(YOUR ASSIGNMENT)
In the court judgment below, reproduce verbatim the passage that begins at the words "LOWER COURT JUDICIAL" and stops after "3rd & 4th Defendants)".

(STUDY TEXT)
▼

Last Updated: 1 February 1999

NEW SOUTH WALES SUPREME COURT

CITATION: SPEERS V DE VRIES & ORS [1999] NSWSC 7

CURRENT JURISDICTION:

FILE NUMBER(S): 5180/98

HEARING DATE{S): 13 January 1999

JUDGDMENT DATE: 13/01/1999

PARTIES:

JUDGMENT OF: Windeyer J

LOWER COURT JURISDICTION: Not Applicable

LOWER COURT FILE NUMBER(S): Not Applicable

LOWER COURT JUDICIAL OFFICER: Not Applicable

COUNSEL:

Mr. V.R.W. Gray (1st Defendant)

SOLICITORS:

Mr. McConnell of McConnell Jaffray (Plaintiff)

Mr. S. Hedge of Kemp Strang (2nd, 3rd & 4th Defendants)

CATCHWORDS:

ACTS CITED:

DECISION:

Order restraining first defendant as voluntary administrator dealing with property and cash deposit of Feluga Pty. Limited

JUDGMENT:

JUDGMENT

1. HIS HONOUR: This is an application for a continuation of an ex parte injunction granted by Levine J on 30 December 1998. As was explained and accepted earlier, the injunction was expressed to be until further order but it was accepted that the plaintiff should bear the responsibility of establishing today an entitlement for continuance of that injunction. It should further be noted that although no undertaking as to damages was given and, as I understand, no undertaking was given or offered as to damages on 30 December 1998, the undertaking as to damages is now offered and will be given if an injunction is ordered. I should say that the Court of Appeal has recently said that it is the responsibility of legal practitioners obtaining ex parte orders to offer the undertaking as to damages and not to leave it to the Judge in a busy and difficult time of the year to remember to ask for it.

2. The substantive claim of the plaintiff under the summons is for orders that the decision of the first defendant/administrator as to the identity of the creditors of the company and the amounts of the debts for which those creditors are entitled to prove was incorrect and should be set aside pursuant to regulation 5.6.26 of the regulations made under the Corporations Law.

3. If the position as to creditors and value as contended for by the plaintiff is found to be correct then it appears that a resolution proposed by the plaintiff's nominee at the first meeting of creditors, that Mr De Vries be removed as administrator and Mr Graham Butterell of Messrs Grant Thornton be appointed in his place, would have been passed. Thus one of the orders sought in the summons by paragraph 6 is an order equivalent to the resolution which failed.

4. Subject to whatever rights might or might not attach to some preference shares it seems that the shares in the company are held equally between the plaintiff and the second defendant. It also appears from the evidence and what has been said to me that it is almost certainly in the interests of the parties that the company, Fulager Pty Limited, be placed into liquidation. On the evidence as it stands before the court at the moment it is difficult to understand the basis on which the directors could have formed the opinion that the company is likely to become insolvent. In fact, upon the evidence as it is at the moment it is more likely that this was a way to achieve distribution of the company's assets. That, however, is a matter which would not appear to be giving rise to any prejudice to anybody and nothing further need be said about the procedure adopted as the plaintiff does not challenge the resolution of the directors to place the company into administration but rather seeks to challenge the particular administrator appointed for the purpose of the administration.

▲

(Stored data entries)

▼

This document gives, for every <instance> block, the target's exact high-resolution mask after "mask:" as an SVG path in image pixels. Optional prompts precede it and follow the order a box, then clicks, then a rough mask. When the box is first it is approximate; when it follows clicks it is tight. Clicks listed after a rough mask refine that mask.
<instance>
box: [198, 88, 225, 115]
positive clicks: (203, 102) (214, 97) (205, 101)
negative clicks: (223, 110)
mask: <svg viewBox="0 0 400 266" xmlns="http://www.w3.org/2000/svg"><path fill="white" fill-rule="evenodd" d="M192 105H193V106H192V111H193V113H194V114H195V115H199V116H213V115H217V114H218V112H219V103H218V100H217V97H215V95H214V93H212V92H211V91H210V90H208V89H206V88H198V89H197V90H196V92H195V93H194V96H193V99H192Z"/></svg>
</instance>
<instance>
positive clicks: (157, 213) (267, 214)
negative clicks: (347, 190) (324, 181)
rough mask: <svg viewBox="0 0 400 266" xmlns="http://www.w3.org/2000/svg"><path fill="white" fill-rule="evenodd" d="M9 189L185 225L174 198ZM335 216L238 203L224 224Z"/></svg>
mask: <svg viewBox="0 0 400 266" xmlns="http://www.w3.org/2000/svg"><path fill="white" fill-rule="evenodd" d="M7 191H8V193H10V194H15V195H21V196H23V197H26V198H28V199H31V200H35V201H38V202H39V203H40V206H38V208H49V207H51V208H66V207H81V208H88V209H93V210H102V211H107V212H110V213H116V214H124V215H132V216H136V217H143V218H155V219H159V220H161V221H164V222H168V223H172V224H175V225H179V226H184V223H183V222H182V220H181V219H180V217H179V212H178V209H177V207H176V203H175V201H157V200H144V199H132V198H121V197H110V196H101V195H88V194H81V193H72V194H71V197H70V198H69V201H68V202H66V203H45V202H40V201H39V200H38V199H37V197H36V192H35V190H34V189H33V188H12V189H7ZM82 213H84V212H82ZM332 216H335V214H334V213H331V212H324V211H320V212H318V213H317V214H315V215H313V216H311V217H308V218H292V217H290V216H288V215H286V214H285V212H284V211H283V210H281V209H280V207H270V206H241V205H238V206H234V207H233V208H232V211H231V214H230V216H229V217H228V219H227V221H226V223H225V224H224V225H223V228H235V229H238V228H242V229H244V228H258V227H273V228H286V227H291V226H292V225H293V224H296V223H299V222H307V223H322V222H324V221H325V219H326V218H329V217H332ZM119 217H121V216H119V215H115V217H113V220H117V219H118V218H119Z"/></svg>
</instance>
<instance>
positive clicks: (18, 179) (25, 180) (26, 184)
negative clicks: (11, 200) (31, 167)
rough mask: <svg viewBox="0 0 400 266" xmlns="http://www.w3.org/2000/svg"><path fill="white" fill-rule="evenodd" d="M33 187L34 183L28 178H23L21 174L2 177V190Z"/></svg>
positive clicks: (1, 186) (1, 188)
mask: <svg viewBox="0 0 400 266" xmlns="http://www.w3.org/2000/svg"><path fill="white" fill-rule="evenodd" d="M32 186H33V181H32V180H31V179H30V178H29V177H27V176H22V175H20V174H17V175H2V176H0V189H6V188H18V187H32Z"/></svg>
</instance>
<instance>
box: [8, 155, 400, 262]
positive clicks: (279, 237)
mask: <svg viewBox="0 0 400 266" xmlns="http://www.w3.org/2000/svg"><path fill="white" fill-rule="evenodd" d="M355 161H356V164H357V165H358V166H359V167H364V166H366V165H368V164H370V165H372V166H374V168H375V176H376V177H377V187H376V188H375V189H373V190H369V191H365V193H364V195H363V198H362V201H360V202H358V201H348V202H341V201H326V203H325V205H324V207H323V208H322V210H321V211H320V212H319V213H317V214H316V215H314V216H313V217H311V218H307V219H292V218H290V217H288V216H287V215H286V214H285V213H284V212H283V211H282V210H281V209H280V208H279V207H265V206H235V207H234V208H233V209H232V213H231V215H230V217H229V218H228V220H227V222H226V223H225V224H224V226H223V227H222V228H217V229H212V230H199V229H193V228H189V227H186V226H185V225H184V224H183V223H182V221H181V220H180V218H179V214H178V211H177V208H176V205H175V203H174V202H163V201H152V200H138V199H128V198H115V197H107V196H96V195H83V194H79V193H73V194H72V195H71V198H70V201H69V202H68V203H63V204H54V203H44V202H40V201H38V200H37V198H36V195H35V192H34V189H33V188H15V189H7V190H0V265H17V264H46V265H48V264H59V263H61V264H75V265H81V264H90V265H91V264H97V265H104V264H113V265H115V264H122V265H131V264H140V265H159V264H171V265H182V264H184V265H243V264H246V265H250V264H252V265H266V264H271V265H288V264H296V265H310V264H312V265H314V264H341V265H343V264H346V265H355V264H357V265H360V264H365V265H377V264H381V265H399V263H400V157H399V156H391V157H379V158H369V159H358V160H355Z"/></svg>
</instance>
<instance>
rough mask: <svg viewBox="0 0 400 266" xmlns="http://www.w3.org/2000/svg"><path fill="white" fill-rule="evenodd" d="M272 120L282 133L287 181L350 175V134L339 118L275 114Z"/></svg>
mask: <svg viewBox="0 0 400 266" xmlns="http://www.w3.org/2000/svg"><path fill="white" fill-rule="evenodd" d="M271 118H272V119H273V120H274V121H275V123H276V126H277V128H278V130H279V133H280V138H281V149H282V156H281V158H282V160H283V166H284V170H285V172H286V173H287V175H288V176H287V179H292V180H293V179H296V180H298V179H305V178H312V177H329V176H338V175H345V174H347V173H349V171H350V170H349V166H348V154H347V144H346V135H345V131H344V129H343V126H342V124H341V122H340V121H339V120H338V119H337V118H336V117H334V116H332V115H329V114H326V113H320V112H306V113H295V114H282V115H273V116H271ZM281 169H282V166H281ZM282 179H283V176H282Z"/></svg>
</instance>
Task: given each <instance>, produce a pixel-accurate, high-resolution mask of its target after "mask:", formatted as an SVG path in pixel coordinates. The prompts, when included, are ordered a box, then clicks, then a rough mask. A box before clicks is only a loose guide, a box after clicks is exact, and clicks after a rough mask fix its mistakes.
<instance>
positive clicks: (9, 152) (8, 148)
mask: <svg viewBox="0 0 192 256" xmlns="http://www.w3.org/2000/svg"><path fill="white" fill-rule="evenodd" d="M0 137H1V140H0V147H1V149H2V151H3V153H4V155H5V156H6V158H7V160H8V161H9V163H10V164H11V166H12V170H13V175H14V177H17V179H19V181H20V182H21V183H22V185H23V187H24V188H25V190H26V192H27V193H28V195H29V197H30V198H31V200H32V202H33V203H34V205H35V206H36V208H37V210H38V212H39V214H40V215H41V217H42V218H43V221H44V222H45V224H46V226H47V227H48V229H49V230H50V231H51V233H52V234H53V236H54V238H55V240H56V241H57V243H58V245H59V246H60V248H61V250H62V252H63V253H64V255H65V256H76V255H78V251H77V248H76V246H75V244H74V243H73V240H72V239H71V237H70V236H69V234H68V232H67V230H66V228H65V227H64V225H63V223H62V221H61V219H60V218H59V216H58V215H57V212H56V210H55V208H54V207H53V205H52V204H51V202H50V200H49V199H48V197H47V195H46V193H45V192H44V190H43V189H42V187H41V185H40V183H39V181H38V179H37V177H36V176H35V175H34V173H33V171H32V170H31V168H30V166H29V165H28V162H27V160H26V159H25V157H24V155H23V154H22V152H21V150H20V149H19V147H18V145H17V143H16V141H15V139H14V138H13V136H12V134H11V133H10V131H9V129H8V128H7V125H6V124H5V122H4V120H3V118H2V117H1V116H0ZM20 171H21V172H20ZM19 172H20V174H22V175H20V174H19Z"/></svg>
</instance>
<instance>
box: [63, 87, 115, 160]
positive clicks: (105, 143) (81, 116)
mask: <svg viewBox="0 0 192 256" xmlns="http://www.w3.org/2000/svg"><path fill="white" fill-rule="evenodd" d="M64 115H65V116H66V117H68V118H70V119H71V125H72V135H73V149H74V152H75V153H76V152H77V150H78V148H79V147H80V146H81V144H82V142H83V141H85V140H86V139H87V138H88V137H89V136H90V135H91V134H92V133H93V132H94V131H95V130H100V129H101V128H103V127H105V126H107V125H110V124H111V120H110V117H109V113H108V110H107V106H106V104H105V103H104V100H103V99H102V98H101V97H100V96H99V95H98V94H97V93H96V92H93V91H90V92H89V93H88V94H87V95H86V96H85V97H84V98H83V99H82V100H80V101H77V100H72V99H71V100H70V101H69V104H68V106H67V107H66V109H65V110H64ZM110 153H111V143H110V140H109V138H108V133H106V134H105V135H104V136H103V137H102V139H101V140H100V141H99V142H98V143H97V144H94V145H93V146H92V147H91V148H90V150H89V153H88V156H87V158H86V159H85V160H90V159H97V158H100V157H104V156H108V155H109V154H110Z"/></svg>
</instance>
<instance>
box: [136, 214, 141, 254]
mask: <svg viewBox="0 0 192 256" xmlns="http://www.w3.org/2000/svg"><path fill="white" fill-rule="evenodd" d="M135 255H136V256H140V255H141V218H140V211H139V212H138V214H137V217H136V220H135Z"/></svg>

▲

(RESULT)
LOWER COURT JUDICIAL OFFICER: Not Applicable

COUNSEL:

Mr. V.R.W. Gray (1st Defendant)

SOLICITORS:

Mr. McConnell of McConnell Jaffray (Plaintiff)

Mr. S. Hedge of Kemp Strang (2nd, 3rd & 4th Defendants)